* **Task statement**:
Edit the lines from the very first one through the line that contains "xmin=138 ymin=61 xmax=172 ymax=73", inclusive, so that "named fields" becomes "labeled fields", and give back only those lines with everything else unchanged.

* **Exercise material**:
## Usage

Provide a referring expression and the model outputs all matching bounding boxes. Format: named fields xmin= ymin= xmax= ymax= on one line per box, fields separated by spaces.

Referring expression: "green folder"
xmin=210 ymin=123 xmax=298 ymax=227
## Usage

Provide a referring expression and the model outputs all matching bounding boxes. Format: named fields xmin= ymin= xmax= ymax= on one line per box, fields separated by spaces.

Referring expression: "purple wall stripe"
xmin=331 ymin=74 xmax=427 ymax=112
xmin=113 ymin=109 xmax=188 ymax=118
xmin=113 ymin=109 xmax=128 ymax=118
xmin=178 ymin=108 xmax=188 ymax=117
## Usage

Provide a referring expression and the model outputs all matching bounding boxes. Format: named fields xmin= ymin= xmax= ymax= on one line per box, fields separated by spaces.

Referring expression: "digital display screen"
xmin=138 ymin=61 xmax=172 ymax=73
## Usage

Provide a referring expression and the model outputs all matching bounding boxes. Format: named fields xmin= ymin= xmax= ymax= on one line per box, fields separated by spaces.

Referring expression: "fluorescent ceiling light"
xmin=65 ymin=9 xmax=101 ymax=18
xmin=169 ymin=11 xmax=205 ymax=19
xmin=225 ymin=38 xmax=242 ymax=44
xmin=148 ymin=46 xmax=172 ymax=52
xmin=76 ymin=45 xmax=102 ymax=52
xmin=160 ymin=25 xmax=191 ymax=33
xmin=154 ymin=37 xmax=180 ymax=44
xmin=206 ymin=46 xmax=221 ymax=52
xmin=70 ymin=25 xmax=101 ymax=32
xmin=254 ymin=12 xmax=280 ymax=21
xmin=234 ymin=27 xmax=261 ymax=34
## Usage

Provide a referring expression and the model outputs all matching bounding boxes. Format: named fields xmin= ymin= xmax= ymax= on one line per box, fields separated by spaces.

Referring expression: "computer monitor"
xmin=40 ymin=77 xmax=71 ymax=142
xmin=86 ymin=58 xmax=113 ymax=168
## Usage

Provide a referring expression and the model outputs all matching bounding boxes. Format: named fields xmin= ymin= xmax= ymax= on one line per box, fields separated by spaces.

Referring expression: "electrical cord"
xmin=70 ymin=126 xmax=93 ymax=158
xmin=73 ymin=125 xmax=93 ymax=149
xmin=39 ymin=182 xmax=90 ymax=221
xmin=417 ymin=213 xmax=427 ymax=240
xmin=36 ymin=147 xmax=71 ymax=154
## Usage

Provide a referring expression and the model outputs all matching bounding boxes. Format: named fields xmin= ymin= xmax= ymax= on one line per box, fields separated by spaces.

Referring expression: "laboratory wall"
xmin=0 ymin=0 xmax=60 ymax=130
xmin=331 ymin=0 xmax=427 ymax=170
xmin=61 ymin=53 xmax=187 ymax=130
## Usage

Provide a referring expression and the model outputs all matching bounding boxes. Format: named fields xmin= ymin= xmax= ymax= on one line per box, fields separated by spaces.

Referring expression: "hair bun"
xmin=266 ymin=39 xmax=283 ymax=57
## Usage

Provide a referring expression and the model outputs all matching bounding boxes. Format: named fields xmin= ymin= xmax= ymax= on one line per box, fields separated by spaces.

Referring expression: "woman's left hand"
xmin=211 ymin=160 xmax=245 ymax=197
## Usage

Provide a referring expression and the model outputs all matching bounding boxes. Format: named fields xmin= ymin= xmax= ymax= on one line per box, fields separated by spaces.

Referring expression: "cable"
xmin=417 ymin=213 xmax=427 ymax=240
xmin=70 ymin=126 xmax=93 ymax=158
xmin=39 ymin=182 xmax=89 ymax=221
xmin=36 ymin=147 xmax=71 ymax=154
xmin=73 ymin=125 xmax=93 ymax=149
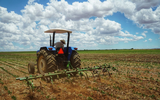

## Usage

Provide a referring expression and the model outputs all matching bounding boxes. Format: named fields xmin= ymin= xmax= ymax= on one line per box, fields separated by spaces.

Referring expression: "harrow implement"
xmin=16 ymin=64 xmax=118 ymax=91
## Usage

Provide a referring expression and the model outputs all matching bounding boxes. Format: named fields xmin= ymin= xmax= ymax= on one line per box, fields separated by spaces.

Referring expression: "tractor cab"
xmin=34 ymin=29 xmax=81 ymax=74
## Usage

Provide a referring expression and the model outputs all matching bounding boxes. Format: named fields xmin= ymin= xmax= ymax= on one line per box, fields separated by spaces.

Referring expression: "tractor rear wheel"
xmin=71 ymin=51 xmax=81 ymax=68
xmin=37 ymin=50 xmax=57 ymax=74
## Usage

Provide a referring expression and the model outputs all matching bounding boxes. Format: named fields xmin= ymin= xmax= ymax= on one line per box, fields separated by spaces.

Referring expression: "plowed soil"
xmin=0 ymin=53 xmax=160 ymax=100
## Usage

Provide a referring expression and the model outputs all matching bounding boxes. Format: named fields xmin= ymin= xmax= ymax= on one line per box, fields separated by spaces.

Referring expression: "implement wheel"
xmin=28 ymin=62 xmax=35 ymax=74
xmin=37 ymin=50 xmax=57 ymax=74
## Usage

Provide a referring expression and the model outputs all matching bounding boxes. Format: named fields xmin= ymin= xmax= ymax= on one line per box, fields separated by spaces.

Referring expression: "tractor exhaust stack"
xmin=50 ymin=35 xmax=51 ymax=46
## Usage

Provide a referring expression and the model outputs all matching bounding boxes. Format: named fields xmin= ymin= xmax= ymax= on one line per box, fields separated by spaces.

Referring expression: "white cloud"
xmin=28 ymin=0 xmax=35 ymax=5
xmin=144 ymin=40 xmax=147 ymax=42
xmin=131 ymin=0 xmax=160 ymax=11
xmin=142 ymin=31 xmax=148 ymax=37
xmin=0 ymin=0 xmax=160 ymax=50
xmin=148 ymin=38 xmax=152 ymax=41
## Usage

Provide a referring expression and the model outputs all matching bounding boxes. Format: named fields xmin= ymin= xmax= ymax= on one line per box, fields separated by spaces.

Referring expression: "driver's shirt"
xmin=54 ymin=42 xmax=64 ymax=49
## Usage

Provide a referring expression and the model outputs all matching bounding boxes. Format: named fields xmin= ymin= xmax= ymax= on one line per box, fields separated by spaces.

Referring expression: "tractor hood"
xmin=44 ymin=29 xmax=72 ymax=33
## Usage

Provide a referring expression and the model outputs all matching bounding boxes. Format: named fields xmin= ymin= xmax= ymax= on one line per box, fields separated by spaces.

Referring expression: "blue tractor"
xmin=28 ymin=29 xmax=81 ymax=74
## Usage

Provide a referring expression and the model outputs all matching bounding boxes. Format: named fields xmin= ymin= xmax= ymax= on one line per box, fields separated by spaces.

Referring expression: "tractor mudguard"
xmin=64 ymin=47 xmax=76 ymax=60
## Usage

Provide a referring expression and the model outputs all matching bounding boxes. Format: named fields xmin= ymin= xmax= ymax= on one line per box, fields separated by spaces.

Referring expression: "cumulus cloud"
xmin=131 ymin=0 xmax=160 ymax=11
xmin=0 ymin=0 xmax=160 ymax=50
xmin=142 ymin=31 xmax=147 ymax=37
xmin=144 ymin=40 xmax=147 ymax=42
xmin=148 ymin=38 xmax=152 ymax=41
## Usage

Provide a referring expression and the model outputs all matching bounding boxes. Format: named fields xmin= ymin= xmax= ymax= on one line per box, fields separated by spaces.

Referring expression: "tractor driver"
xmin=54 ymin=40 xmax=66 ymax=49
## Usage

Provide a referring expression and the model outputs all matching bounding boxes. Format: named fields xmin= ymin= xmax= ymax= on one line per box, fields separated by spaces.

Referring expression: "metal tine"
xmin=85 ymin=72 xmax=89 ymax=80
xmin=79 ymin=72 xmax=83 ymax=79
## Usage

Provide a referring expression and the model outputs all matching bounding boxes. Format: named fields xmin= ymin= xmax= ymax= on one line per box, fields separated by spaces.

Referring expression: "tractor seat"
xmin=56 ymin=47 xmax=64 ymax=53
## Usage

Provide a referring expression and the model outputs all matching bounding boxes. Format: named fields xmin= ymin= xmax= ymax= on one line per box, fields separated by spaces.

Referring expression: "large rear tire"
xmin=70 ymin=51 xmax=81 ymax=68
xmin=37 ymin=50 xmax=57 ymax=74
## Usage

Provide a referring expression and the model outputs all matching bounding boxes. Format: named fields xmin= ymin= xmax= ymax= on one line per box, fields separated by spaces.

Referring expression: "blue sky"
xmin=0 ymin=0 xmax=160 ymax=51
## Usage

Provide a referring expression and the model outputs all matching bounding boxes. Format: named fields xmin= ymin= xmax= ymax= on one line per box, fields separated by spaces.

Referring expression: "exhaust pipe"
xmin=50 ymin=35 xmax=51 ymax=46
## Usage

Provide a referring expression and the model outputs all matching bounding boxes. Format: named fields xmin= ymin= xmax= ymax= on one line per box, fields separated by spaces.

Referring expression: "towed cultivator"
xmin=16 ymin=64 xmax=118 ymax=91
xmin=16 ymin=29 xmax=116 ymax=91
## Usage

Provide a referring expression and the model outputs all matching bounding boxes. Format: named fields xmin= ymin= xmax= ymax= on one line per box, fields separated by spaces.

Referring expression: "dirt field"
xmin=0 ymin=50 xmax=160 ymax=100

* **Exercise solution**:
## Usage

Provide a referring expression and the model outputs all matching bounding boxes. Format: labeled fields xmin= ymin= xmax= ymax= on one line per box, fields separated by spaces.

Referring expression: "green folder"
xmin=210 ymin=123 xmax=298 ymax=227
## Usage

Provide a referring expression and the model outputs all matching bounding boxes. Format: labeled fields xmin= ymin= xmax= ymax= on one line per box, fields separated by spaces.

Referring expression: "purple wall stripe"
xmin=331 ymin=74 xmax=427 ymax=112
xmin=113 ymin=109 xmax=188 ymax=118
xmin=113 ymin=109 xmax=128 ymax=118
xmin=178 ymin=108 xmax=188 ymax=117
## Usage

Provide a referring expression and the model outputs all matching bounding boxes. Format: labeled fields xmin= ymin= xmax= ymax= on one line per box, fields separated by spaces.

Referring expression: "digital display screen"
xmin=138 ymin=61 xmax=172 ymax=73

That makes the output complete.